▶ [Stated problem 1]: In the text about Varian and Bay-Abi, at what age did Bay-Abi win a championship at the Cow Palace?

▶ [Provided text]:
▶
Raised with California ranch horse traditions, Varian chose not to breed Bay-Abi until he was trained. He, therefore, had no foals ready to be shown until he was 7, and he was 10 before his first nationally-competitive performance horses entered the ring. "That is one bit of information I followed for the first and last time," Varian offered.
|Meanwhile, she began showing him at halter. The fashion of the times called for beefy horses, but Varian chose to show Bay-Abi "lean and hard and healthy, to protect his young growing bones from the effects of too much weight." Her decision kept him out of first place, but usually in the ribbons. Nevertheless, he won a championship at the Cow Palace at age 3, qualifying him for the U.S. National Show.
"My childhood years with Sid Spencer (a neighboring rancher and superb horsewoman) taught me to recognize a correct, good-legged, well-balanced horse with all the romantic features the Arabian horse is noted for, even if no one in the Arabian horse world agreed with me. It did bother me a little that Bay-Abi was given so little attention for his many qualities, but what can you do except never admit you noticed and plan your strategy for success." That strategy included a run for the most sought-after award in the Arabian horse industry - the U.S. National Stallion Halter Championship.
To say that Varian ate, drank, smelled, listened, and felt her way to Estes Park, Colorado, in the summer of 1962 would be an understatement. She lived, dreamed and breathed the national championship every moment, both waking and sleeping.
◀
▶ [Stated problem 2]: Reproduce the listing below with "pixel position" swapped for "pixel coordinate" and everything else unchanged. Omit the pictures.

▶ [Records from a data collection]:
▶
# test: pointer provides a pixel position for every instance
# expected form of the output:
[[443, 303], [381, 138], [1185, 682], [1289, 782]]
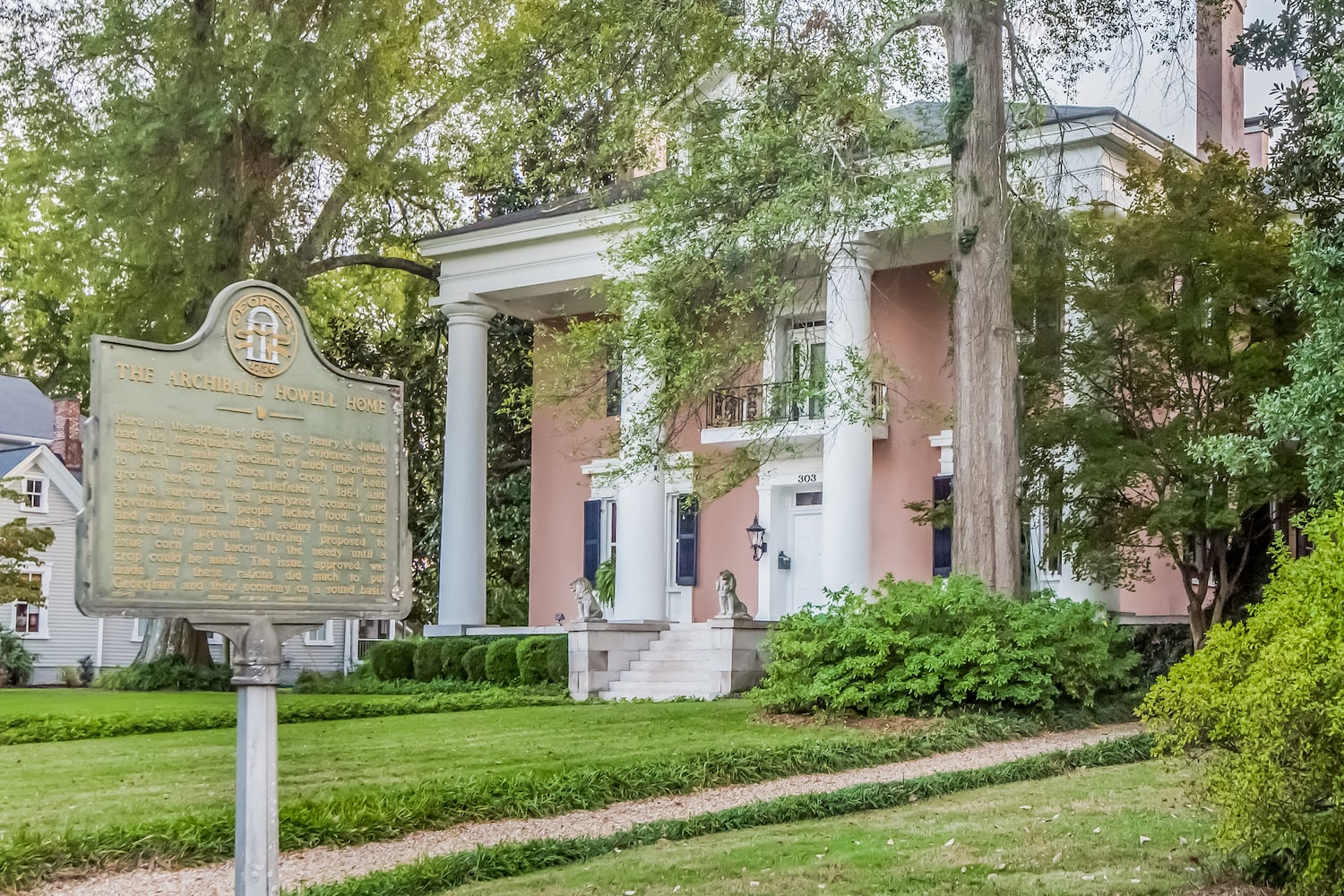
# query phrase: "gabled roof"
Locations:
[[42, 461], [24, 411], [13, 457], [927, 118]]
◀
▶ [Task answer 1]: He won it at age 3.

▶ [Task answer 2]:
# test: pointer provides a pixel coordinate for every instance
# expected form of the output:
[[443, 303], [381, 138], [1185, 682], [1289, 782]]
# query phrase: "gabled roof"
Locations:
[[42, 461], [24, 411], [13, 457], [927, 118]]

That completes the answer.